=== Supplied data ===

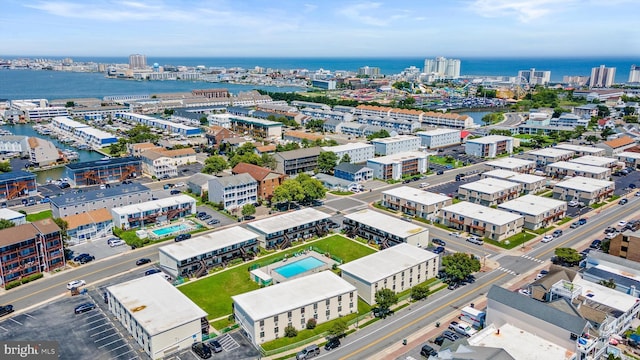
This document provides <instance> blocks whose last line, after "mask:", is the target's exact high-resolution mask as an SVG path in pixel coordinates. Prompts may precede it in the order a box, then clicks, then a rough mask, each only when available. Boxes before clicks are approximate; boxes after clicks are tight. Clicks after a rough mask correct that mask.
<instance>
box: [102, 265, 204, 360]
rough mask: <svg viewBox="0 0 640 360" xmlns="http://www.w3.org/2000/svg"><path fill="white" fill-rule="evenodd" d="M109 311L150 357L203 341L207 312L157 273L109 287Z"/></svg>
mask: <svg viewBox="0 0 640 360" xmlns="http://www.w3.org/2000/svg"><path fill="white" fill-rule="evenodd" d="M106 294H107V304H108V307H109V311H110V312H111V314H113V316H114V317H115V318H116V319H118V321H120V323H121V324H122V326H123V327H124V328H125V329H126V330H127V332H128V333H129V334H130V335H131V337H132V338H133V340H134V341H135V342H137V343H138V345H140V347H141V348H142V350H144V352H145V353H146V354H147V355H148V356H149V357H151V359H164V358H166V357H167V356H168V355H169V354H172V353H175V352H177V351H181V350H187V349H190V348H191V345H192V344H193V343H194V342H196V341H202V325H201V319H202V318H205V319H206V316H207V313H206V312H204V311H203V310H202V309H200V308H199V307H198V306H197V305H196V304H194V303H193V301H191V300H190V299H189V298H188V297H186V296H185V295H184V294H182V293H181V292H180V291H179V290H178V289H176V288H175V287H174V286H173V285H171V284H170V283H169V282H168V281H167V280H165V279H164V277H162V276H161V275H160V274H153V275H150V276H142V277H139V278H137V279H134V280H131V281H127V282H124V283H120V284H117V285H113V286H109V287H108V288H107V290H106Z"/></svg>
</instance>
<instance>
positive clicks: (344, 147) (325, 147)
mask: <svg viewBox="0 0 640 360" xmlns="http://www.w3.org/2000/svg"><path fill="white" fill-rule="evenodd" d="M322 151H330V152H332V153H334V154H336V156H337V157H338V161H340V159H342V157H343V156H345V155H349V158H351V163H352V164H359V163H363V162H366V161H367V160H369V159H372V158H373V157H374V156H375V147H374V146H373V145H371V144H365V143H357V142H355V143H348V144H344V145H338V146H323V147H322Z"/></svg>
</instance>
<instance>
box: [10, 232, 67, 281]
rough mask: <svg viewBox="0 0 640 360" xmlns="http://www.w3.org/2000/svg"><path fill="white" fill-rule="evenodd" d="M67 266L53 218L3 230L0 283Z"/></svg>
mask: <svg viewBox="0 0 640 360" xmlns="http://www.w3.org/2000/svg"><path fill="white" fill-rule="evenodd" d="M64 266H65V261H64V250H63V243H62V238H61V236H60V228H59V227H58V225H56V223H55V222H53V220H52V219H44V220H37V221H34V222H31V223H28V224H23V225H16V226H13V227H10V228H6V229H2V230H0V286H3V287H5V286H6V285H7V284H8V283H10V282H13V281H19V280H20V279H22V278H24V277H27V276H29V275H33V274H37V273H41V272H45V271H46V272H50V271H53V270H55V269H58V268H61V267H64Z"/></svg>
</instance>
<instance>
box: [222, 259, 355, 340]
mask: <svg viewBox="0 0 640 360" xmlns="http://www.w3.org/2000/svg"><path fill="white" fill-rule="evenodd" d="M231 298H232V300H233V315H234V317H235V319H236V321H237V322H238V324H240V326H241V327H242V329H243V330H244V331H245V333H246V334H247V337H248V338H249V339H250V340H251V341H252V342H253V343H254V344H255V345H259V344H262V343H264V342H267V341H271V340H274V339H277V338H281V337H284V336H285V334H284V329H285V328H286V327H287V326H288V325H291V326H293V327H294V328H296V329H297V330H303V329H305V328H306V325H307V321H309V320H310V319H315V320H316V323H317V324H322V323H324V322H327V321H331V320H333V319H337V318H339V317H342V316H344V315H348V314H351V313H357V312H358V291H357V289H356V287H355V286H353V285H352V284H350V283H349V282H347V281H346V280H344V279H342V278H341V277H340V276H338V275H336V274H334V273H333V272H332V271H322V272H319V273H315V274H311V275H308V276H303V277H299V278H296V279H293V280H290V281H286V282H283V283H279V284H276V285H272V286H267V287H264V288H262V289H259V290H254V291H250V292H248V293H244V294H240V295H236V296H232V297H231Z"/></svg>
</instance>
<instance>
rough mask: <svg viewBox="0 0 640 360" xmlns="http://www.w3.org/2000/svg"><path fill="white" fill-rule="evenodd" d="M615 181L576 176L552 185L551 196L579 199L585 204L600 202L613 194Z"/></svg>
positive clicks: (557, 197)
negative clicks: (552, 189) (552, 185)
mask: <svg viewBox="0 0 640 360" xmlns="http://www.w3.org/2000/svg"><path fill="white" fill-rule="evenodd" d="M614 190H615V182H613V181H607V180H599V179H594V178H588V177H583V176H576V177H573V178H571V179H568V180H564V181H561V182H559V183H557V184H555V185H554V186H553V198H554V199H559V200H564V201H572V200H574V201H579V202H583V203H584V204H585V205H592V204H596V203H599V202H602V201H603V200H604V199H606V198H607V197H609V196H611V195H612V194H613V191H614Z"/></svg>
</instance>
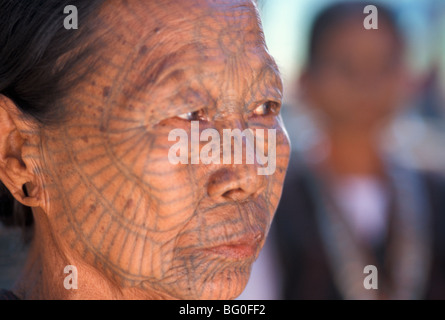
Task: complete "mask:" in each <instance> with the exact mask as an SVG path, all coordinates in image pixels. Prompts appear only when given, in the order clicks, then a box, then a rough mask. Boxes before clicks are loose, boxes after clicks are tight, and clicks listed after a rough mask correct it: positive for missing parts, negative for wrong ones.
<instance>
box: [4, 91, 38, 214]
mask: <svg viewBox="0 0 445 320" xmlns="http://www.w3.org/2000/svg"><path fill="white" fill-rule="evenodd" d="M20 115H21V113H20V111H19V109H18V108H17V106H16V105H15V104H14V102H12V101H11V100H10V99H9V98H7V97H6V96H4V95H1V94H0V180H1V181H2V182H3V184H4V185H5V186H6V188H8V190H9V191H10V192H11V194H12V195H13V196H14V198H15V199H16V200H17V201H19V202H20V203H22V204H23V205H25V206H28V207H39V206H40V205H41V201H40V199H39V196H38V194H39V192H38V188H36V186H35V184H34V182H35V175H34V174H33V169H32V168H30V167H27V166H26V165H25V162H24V159H23V158H22V154H23V152H22V151H23V147H24V145H25V142H26V139H27V138H26V137H25V135H24V134H22V133H21V130H19V127H20V128H24V127H25V128H26V127H29V124H26V122H25V121H24V119H23V118H22V117H21V116H20ZM25 185H26V187H27V188H26V189H27V191H28V192H26V191H25V190H26V189H25Z"/></svg>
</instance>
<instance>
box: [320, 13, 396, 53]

===

Turn the lines above into a JSON list of strings, one string per line, skipping any blank lines and leaving out the pictures.

[
  "This document provides <instance> blocks whose last line, after \"mask:\", is the target's exact high-resolution mask as an SVG path in pixel coordinates. Prompts may precede it in the order a box, then clicks, then a rough mask, each only when available. Boxes before clicks are approximate; boxes after clicks are tight. Clicks after a rough mask correct that mask.",
  "<instance>",
  "box: [102, 265, 204, 360]",
  "rough mask: <svg viewBox=\"0 0 640 360\" xmlns=\"http://www.w3.org/2000/svg\"><path fill=\"white\" fill-rule=\"evenodd\" d=\"M109 311L150 357L203 341L207 312L157 273L109 287Z\"/></svg>",
  "mask: <svg viewBox=\"0 0 640 360\" xmlns=\"http://www.w3.org/2000/svg\"><path fill=\"white\" fill-rule=\"evenodd\" d=\"M106 294H107V304H108V307H109V311H110V312H111V314H113V316H114V317H115V318H116V319H118V321H120V323H121V324H122V326H123V327H124V328H125V329H126V330H127V332H128V333H129V334H130V335H131V337H132V338H133V340H134V341H135V342H137V343H138V345H140V347H141V348H142V350H144V352H145V353H146V354H147V355H148V356H149V357H151V359H164V358H166V357H167V356H168V355H169V354H172V353H175V352H177V351H181V350H187V349H190V348H191V345H192V344H193V343H194V342H196V341H202V325H201V319H202V318H205V319H206V316H207V313H206V312H204V311H203V310H202V309H200V308H199V307H198V306H197V305H196V304H194V303H193V301H191V300H190V299H189V298H188V297H186V296H185V295H184V294H182V293H181V292H180V291H179V290H178V289H176V288H175V287H174V286H173V285H171V284H170V283H169V282H168V281H167V280H165V279H164V277H162V276H161V275H160V274H153V275H150V276H142V277H139V278H137V279H134V280H131V281H127V282H124V283H120V284H117V285H113V286H109V287H108V288H107V290H106Z\"/></svg>",
  "</instance>",
  "<instance>",
  "positive clicks: (344, 147) (325, 147)",
  "mask: <svg viewBox=\"0 0 640 360\" xmlns=\"http://www.w3.org/2000/svg\"><path fill=\"white\" fill-rule=\"evenodd\" d=\"M322 151H330V152H332V153H334V154H336V156H337V157H338V161H340V159H342V157H343V156H345V155H349V158H351V163H352V164H359V163H363V162H366V161H367V160H369V159H372V158H373V157H374V156H375V147H374V146H373V145H371V144H365V143H357V142H355V143H348V144H344V145H338V146H323V147H322Z\"/></svg>",
  "</instance>",
  "<instance>",
  "box: [10, 232, 67, 281]",
  "rough mask: <svg viewBox=\"0 0 640 360\" xmlns=\"http://www.w3.org/2000/svg\"><path fill=\"white\" fill-rule=\"evenodd\" d=\"M67 266L53 218L3 230L0 283Z\"/></svg>",
  "mask: <svg viewBox=\"0 0 640 360\" xmlns=\"http://www.w3.org/2000/svg\"><path fill=\"white\" fill-rule=\"evenodd\" d=\"M64 266H65V261H64V250H63V243H62V238H61V236H60V228H59V227H58V225H56V223H55V222H53V220H52V219H44V220H37V221H34V222H31V223H28V224H23V225H16V226H13V227H10V228H6V229H2V230H0V286H3V287H5V286H6V285H7V284H8V283H10V282H13V281H19V280H20V279H22V278H24V277H27V276H29V275H33V274H37V273H41V272H45V271H46V272H50V271H53V270H55V269H58V268H61V267H64Z\"/></svg>",
  "</instance>",
  "<instance>",
  "box: [222, 259, 355, 340]",
  "mask: <svg viewBox=\"0 0 640 360\" xmlns=\"http://www.w3.org/2000/svg\"><path fill=\"white\" fill-rule=\"evenodd\" d=\"M231 298H232V300H233V315H234V317H235V319H236V321H237V322H238V324H240V326H241V327H242V329H243V330H244V331H245V333H246V334H247V337H248V338H249V339H250V340H251V341H252V342H253V343H254V344H255V345H259V344H262V343H264V342H267V341H271V340H274V339H277V338H281V337H284V336H285V334H284V329H285V328H286V327H287V326H288V325H291V326H293V327H294V328H296V329H297V330H303V329H305V328H306V325H307V321H309V320H310V319H315V320H316V323H317V324H322V323H324V322H327V321H331V320H333V319H337V318H339V317H342V316H344V315H348V314H351V313H357V312H358V291H357V289H356V287H355V286H353V285H352V284H350V283H349V282H347V281H346V280H344V279H342V278H341V277H340V276H338V275H336V274H334V273H333V272H332V271H322V272H319V273H315V274H311V275H308V276H303V277H299V278H296V279H293V280H290V281H286V282H283V283H279V284H276V285H272V286H267V287H264V288H262V289H259V290H254V291H250V292H248V293H244V294H240V295H236V296H232V297H231Z\"/></svg>",
  "</instance>",
  "<instance>",
  "rough mask: <svg viewBox=\"0 0 640 360\" xmlns=\"http://www.w3.org/2000/svg\"><path fill=\"white\" fill-rule=\"evenodd\" d=\"M615 181L576 176L552 185L551 196L579 199L585 204L600 202L613 194Z\"/></svg>",
  "positive clicks: (557, 197)",
  "negative clicks: (552, 189) (552, 185)",
  "mask: <svg viewBox=\"0 0 640 360\" xmlns=\"http://www.w3.org/2000/svg\"><path fill=\"white\" fill-rule=\"evenodd\" d=\"M614 190H615V182H613V181H607V180H599V179H594V178H588V177H583V176H576V177H573V178H571V179H568V180H564V181H561V182H559V183H557V184H555V185H554V186H553V198H554V199H559V200H564V201H572V200H574V201H579V202H583V203H584V204H585V205H592V204H596V203H599V202H602V201H603V200H604V199H606V198H607V197H609V196H611V195H612V194H613V191H614Z\"/></svg>",
  "</instance>",
  "Task: complete \"mask:\" in each <instance> with the exact mask as an SVG path, all coordinates in image pixels. Prompts appear only when given, in the order clicks, then a box, then a rough mask. Boxes before clicks are loose, boxes after clicks are tight, and clicks listed after a rough mask correct it: positive for missing parts, negative for wrong ones.",
  "<instance>",
  "box: [4, 91, 38, 214]",
  "mask: <svg viewBox=\"0 0 445 320\" xmlns=\"http://www.w3.org/2000/svg\"><path fill=\"white\" fill-rule=\"evenodd\" d=\"M20 115H21V113H20V111H19V109H18V108H17V106H16V105H15V104H14V102H12V101H11V100H10V99H9V98H7V97H6V96H4V95H1V94H0V180H1V181H2V182H3V184H4V185H5V186H6V188H8V190H9V191H10V192H11V194H12V195H13V196H14V198H15V199H16V200H17V201H19V202H20V203H22V204H23V205H25V206H28V207H39V206H40V205H41V201H40V199H39V196H38V194H39V192H38V188H36V186H35V184H34V182H35V175H34V174H33V169H32V168H30V167H27V166H26V165H25V162H24V159H23V158H22V154H23V152H22V151H23V147H24V145H25V142H26V139H27V138H26V137H25V135H24V134H22V133H21V130H19V127H20V128H24V127H25V128H26V127H29V124H26V122H25V121H24V119H23V118H22V117H21V116H20ZM25 185H26V187H27V188H26V189H27V191H28V192H26V191H25V190H26V189H25Z\"/></svg>",
  "</instance>",
  "<instance>",
  "box: [320, 13, 396, 53]"
]